Data extracted from a collection:
..............................
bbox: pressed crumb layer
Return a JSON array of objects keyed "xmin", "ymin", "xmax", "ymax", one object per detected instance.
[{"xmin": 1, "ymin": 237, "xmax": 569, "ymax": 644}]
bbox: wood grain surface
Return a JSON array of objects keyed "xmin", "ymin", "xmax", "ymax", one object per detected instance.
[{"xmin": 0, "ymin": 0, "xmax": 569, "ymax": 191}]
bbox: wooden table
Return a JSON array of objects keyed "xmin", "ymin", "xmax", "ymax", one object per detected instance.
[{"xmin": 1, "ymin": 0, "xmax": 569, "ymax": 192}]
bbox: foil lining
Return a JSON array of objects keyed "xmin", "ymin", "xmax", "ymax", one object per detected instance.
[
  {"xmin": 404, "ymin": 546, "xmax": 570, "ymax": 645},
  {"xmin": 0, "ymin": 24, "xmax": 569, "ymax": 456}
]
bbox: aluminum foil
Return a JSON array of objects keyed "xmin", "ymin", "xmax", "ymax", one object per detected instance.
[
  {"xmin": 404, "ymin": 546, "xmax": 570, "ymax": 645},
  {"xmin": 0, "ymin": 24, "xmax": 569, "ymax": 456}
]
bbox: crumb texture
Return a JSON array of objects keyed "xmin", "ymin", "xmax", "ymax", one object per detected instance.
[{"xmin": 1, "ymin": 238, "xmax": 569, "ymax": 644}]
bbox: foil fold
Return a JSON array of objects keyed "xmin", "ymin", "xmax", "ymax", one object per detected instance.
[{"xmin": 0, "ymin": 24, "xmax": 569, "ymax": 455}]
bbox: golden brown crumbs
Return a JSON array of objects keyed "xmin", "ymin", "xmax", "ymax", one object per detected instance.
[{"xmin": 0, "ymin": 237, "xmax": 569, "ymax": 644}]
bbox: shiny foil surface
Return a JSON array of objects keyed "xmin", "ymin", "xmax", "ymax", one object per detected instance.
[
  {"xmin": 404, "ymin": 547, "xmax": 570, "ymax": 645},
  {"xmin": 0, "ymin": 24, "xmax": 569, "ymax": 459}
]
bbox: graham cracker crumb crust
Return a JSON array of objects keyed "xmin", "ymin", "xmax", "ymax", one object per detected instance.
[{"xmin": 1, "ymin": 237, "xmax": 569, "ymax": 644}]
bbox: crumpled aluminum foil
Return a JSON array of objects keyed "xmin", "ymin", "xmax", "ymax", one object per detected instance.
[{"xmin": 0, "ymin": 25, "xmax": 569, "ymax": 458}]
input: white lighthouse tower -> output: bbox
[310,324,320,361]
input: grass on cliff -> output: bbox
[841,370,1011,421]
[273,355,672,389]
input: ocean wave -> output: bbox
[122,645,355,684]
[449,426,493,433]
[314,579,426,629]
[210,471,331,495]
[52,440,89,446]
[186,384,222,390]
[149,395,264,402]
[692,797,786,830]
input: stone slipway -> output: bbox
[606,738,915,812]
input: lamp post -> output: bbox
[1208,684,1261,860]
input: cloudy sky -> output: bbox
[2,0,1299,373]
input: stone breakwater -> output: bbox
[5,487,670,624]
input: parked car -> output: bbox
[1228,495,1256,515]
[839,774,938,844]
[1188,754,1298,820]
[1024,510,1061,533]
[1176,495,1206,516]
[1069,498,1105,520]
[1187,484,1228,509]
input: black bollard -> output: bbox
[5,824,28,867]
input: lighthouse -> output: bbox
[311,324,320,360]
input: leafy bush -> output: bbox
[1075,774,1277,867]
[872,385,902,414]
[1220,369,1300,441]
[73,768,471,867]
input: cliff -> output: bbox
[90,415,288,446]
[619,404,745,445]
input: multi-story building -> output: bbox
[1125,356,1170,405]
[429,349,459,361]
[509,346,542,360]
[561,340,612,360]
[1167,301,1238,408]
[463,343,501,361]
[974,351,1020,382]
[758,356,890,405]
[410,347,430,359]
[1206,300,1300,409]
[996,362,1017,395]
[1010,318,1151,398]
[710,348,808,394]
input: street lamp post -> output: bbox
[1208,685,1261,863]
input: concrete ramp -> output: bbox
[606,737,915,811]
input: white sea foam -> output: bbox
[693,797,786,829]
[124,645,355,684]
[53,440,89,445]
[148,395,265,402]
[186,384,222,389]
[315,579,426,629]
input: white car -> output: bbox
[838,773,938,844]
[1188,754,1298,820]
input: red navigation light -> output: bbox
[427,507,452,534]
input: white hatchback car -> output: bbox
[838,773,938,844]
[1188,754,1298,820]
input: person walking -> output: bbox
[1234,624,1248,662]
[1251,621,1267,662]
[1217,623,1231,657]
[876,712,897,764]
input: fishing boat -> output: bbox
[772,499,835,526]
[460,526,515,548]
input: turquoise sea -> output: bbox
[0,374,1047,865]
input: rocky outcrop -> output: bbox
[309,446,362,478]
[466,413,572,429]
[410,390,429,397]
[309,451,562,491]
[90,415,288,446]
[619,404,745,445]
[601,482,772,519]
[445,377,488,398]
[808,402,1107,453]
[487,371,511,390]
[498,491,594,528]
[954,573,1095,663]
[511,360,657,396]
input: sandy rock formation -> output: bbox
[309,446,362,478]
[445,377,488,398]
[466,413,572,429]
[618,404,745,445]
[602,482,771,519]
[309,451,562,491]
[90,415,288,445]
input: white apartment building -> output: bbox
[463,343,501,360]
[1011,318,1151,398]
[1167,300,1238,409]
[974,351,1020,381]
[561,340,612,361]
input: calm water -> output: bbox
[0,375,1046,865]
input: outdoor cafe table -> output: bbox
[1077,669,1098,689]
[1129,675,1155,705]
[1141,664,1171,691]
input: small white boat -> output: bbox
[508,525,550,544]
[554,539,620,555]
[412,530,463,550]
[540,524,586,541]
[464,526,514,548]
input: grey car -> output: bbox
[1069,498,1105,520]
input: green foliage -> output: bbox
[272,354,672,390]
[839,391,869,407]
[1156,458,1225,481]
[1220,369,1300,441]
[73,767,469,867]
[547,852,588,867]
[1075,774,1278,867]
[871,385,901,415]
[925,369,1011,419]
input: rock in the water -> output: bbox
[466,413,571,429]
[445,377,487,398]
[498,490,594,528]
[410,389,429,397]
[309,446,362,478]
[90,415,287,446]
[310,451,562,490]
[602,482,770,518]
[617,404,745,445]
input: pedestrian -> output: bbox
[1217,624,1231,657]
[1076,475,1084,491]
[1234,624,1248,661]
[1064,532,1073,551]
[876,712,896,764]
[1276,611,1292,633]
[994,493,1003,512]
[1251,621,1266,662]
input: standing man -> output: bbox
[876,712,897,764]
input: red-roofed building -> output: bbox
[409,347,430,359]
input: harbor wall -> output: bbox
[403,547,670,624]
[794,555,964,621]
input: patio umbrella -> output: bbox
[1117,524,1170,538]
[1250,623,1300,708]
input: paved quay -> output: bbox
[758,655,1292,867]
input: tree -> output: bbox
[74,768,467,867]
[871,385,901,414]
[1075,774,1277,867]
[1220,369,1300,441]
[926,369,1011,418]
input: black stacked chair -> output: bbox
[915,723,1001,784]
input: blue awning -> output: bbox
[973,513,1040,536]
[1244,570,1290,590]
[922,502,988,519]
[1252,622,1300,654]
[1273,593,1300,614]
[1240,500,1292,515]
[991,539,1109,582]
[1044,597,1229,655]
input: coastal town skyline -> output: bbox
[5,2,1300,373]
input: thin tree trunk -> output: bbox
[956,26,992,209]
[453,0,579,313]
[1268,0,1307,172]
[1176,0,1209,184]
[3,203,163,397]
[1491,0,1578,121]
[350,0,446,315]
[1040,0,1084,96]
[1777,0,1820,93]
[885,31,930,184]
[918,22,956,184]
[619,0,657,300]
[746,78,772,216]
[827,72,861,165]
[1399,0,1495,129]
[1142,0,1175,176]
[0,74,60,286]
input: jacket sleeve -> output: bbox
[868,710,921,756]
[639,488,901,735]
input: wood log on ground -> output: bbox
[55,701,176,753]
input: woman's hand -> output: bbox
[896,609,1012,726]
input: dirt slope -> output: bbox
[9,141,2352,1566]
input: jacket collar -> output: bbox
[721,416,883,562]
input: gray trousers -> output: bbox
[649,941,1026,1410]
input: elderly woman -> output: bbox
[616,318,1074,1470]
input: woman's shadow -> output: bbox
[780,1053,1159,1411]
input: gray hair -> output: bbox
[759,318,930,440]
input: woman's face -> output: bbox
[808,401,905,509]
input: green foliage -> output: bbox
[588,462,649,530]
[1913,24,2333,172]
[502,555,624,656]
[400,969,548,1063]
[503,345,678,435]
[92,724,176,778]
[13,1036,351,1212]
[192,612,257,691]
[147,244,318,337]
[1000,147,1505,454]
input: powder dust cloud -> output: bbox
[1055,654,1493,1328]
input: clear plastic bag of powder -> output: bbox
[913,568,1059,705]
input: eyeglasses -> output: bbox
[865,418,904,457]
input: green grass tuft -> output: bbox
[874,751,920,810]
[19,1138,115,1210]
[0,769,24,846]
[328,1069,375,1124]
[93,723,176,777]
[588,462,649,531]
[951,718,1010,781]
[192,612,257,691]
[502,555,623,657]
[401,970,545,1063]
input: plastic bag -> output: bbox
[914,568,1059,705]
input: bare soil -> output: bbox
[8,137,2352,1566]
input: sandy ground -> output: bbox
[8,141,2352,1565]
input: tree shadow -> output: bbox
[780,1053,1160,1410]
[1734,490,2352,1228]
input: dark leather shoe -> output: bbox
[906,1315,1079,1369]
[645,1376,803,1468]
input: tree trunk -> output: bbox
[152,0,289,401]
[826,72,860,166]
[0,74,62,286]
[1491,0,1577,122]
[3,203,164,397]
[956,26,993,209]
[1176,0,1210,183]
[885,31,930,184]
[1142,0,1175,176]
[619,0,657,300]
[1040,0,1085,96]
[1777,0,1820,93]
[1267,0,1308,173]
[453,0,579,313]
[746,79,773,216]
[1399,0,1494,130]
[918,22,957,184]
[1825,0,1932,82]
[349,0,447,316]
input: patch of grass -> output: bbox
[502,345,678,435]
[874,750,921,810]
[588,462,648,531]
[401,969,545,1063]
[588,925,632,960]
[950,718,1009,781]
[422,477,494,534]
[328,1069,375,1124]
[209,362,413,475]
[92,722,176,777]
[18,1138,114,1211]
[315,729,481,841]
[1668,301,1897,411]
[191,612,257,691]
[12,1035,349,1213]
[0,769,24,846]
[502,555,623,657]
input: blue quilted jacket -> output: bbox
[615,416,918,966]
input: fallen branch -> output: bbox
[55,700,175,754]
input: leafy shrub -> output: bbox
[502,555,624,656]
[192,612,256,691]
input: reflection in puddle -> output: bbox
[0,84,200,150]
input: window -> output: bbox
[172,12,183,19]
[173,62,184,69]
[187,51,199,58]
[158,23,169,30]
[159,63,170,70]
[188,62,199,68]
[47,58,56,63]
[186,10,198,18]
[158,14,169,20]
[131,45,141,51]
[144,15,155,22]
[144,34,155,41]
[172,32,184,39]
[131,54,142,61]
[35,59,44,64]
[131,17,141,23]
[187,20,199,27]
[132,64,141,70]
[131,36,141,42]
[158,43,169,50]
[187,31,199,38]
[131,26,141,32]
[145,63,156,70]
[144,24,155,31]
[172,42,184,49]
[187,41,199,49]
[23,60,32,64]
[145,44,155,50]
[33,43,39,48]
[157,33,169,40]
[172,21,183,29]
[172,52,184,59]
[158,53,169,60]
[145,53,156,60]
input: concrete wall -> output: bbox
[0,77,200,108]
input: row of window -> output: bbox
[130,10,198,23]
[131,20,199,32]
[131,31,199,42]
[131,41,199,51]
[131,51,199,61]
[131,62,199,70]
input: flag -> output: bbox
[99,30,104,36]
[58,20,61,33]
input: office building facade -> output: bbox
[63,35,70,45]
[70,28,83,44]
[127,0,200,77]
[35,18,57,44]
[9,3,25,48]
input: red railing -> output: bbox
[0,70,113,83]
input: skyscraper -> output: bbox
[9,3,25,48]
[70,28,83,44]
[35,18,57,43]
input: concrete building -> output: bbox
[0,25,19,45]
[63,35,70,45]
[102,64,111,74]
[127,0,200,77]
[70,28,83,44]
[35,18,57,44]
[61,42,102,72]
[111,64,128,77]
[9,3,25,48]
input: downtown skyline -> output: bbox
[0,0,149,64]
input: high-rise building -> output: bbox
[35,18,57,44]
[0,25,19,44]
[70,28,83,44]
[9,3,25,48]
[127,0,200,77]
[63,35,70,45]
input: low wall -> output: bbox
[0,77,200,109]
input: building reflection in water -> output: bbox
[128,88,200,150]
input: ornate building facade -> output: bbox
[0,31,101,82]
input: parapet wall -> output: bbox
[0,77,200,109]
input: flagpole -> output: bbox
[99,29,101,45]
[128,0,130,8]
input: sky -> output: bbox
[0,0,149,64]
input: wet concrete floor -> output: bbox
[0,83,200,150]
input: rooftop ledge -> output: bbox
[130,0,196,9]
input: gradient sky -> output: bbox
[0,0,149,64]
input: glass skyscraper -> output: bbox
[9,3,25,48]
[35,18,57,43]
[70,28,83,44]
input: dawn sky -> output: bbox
..............................
YOUR GOAL:
Up to and including the line that holds "bbox: foil lining", reproduce the records above exactly from their first line, and give nothing else.

OUTPUT FOR THIS TASK:
bbox: pressed crumb layer
Return a JSON array of objects keyed "xmin", "ymin", "xmax", "ymax", one object per detected instance.
[{"xmin": 1, "ymin": 237, "xmax": 569, "ymax": 644}]
bbox: wood grain surface
Return a JSON array of objects keyed "xmin", "ymin", "xmax", "ymax", one object per detected instance.
[{"xmin": 0, "ymin": 0, "xmax": 569, "ymax": 191}]
bbox: wooden table
Return a JSON array of objects keyed "xmin", "ymin", "xmax", "ymax", one object per detected instance.
[{"xmin": 1, "ymin": 0, "xmax": 569, "ymax": 192}]
bbox: foil lining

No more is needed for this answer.